— BEGIN —

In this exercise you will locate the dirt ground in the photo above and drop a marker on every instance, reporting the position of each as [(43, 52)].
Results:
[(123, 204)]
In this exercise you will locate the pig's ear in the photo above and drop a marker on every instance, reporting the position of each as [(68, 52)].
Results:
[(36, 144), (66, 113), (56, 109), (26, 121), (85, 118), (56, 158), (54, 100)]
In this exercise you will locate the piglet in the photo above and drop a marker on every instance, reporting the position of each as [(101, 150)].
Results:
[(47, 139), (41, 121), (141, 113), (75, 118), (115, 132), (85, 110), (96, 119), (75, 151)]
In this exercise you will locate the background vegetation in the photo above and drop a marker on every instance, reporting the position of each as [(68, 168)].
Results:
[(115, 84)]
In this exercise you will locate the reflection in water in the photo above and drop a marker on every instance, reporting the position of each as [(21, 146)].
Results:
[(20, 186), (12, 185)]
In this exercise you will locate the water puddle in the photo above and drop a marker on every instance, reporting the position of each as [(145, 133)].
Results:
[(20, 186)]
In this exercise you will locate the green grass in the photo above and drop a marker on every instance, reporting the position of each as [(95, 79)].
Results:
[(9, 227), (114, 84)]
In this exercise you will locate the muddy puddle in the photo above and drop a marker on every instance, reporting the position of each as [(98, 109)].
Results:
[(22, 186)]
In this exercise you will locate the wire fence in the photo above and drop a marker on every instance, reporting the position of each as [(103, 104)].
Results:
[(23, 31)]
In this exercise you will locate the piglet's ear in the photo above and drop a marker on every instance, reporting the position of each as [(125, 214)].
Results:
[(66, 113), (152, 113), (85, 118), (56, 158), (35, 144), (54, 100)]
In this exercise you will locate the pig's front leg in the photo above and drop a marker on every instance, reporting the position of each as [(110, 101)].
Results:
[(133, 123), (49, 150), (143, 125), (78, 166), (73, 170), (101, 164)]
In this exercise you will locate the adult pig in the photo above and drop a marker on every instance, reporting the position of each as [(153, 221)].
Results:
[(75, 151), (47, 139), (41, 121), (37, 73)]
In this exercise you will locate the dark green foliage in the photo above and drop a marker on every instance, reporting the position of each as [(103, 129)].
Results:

— END —

• _Task instructions_
Reproduce without any change every line from the one containing "In this exercise you will locate the green" through the one containing "[(22, 186)]", including both of those lines.

• _Correct answer_
In this exercise you will locate the green grass in the photo above and drop a marker on every instance, reporting the position of each as [(95, 79)].
Results:
[(9, 227), (114, 84)]
In this exercise you will locate the muddy puddle in the photo above and drop a marker on every instance, reporting the position of each as [(98, 109)].
Results:
[(22, 186)]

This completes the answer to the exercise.